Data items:
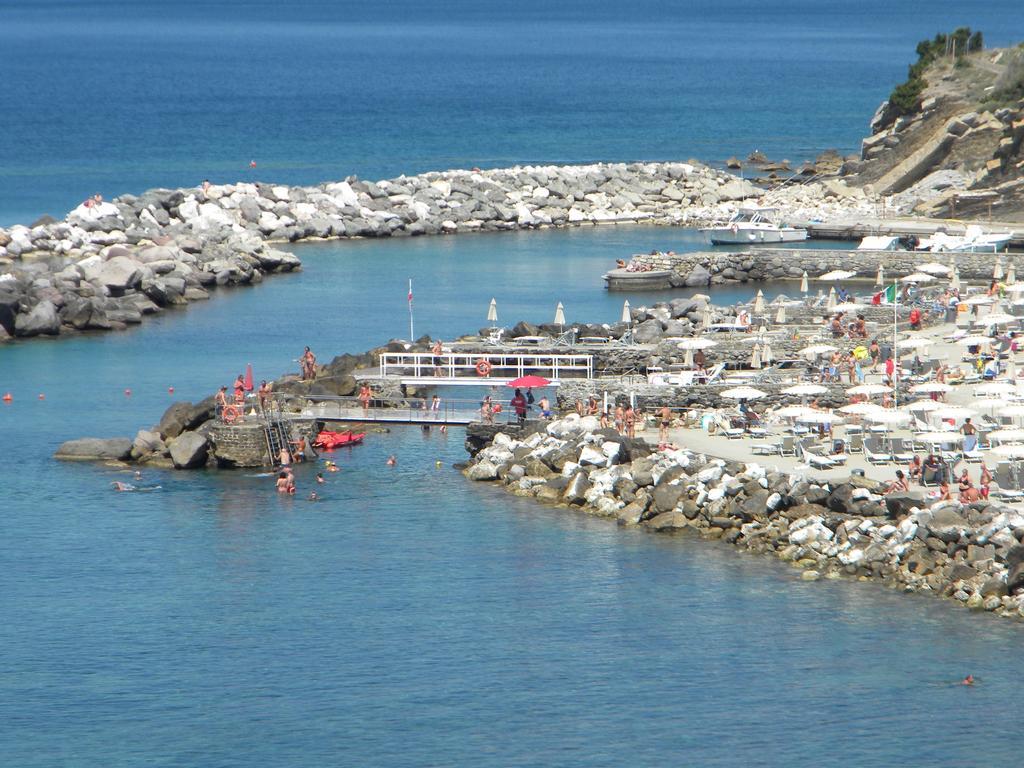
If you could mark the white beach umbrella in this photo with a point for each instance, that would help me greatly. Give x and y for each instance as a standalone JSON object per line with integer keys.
{"x": 759, "y": 303}
{"x": 793, "y": 412}
{"x": 742, "y": 393}
{"x": 914, "y": 342}
{"x": 995, "y": 389}
{"x": 849, "y": 306}
{"x": 696, "y": 342}
{"x": 805, "y": 389}
{"x": 1007, "y": 435}
{"x": 922, "y": 406}
{"x": 838, "y": 274}
{"x": 756, "y": 356}
{"x": 814, "y": 349}
{"x": 1011, "y": 452}
{"x": 989, "y": 403}
{"x": 996, "y": 318}
{"x": 974, "y": 341}
{"x": 868, "y": 389}
{"x": 953, "y": 412}
{"x": 887, "y": 416}
{"x": 918, "y": 278}
{"x": 860, "y": 409}
{"x": 938, "y": 437}
{"x": 819, "y": 417}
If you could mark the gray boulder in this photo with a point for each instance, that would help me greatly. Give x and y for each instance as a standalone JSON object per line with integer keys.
{"x": 121, "y": 273}
{"x": 698, "y": 276}
{"x": 43, "y": 320}
{"x": 95, "y": 449}
{"x": 189, "y": 450}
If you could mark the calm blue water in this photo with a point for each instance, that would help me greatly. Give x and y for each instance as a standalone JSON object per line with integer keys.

TASK OBJECTIVE: What is needed is a word-for-word copy of the data above, free of any images.

ANSWER SECTION:
If you could mark the white beach umbrella in this photo with a point for each instance, that would help me greatly. Give x and y for each instance as a standalone JSON object per line with integer keys.
{"x": 759, "y": 303}
{"x": 793, "y": 412}
{"x": 742, "y": 393}
{"x": 914, "y": 342}
{"x": 995, "y": 389}
{"x": 849, "y": 306}
{"x": 696, "y": 342}
{"x": 805, "y": 389}
{"x": 1007, "y": 435}
{"x": 922, "y": 406}
{"x": 838, "y": 274}
{"x": 756, "y": 356}
{"x": 814, "y": 349}
{"x": 1011, "y": 452}
{"x": 989, "y": 403}
{"x": 996, "y": 318}
{"x": 974, "y": 341}
{"x": 868, "y": 389}
{"x": 953, "y": 412}
{"x": 887, "y": 416}
{"x": 918, "y": 278}
{"x": 860, "y": 409}
{"x": 938, "y": 437}
{"x": 819, "y": 417}
If you could mark the gray boulder in this photo with a point for each instance, that would help me greatly. Give x and y for each instance as a standalone JSON object per line with integer keys.
{"x": 121, "y": 273}
{"x": 698, "y": 276}
{"x": 43, "y": 320}
{"x": 95, "y": 449}
{"x": 189, "y": 450}
If you could mark the calm blue water in this photo with a point for each instance, that would help me greatly. Give x and y for each instance as a standalone JSON object per line with integer keys.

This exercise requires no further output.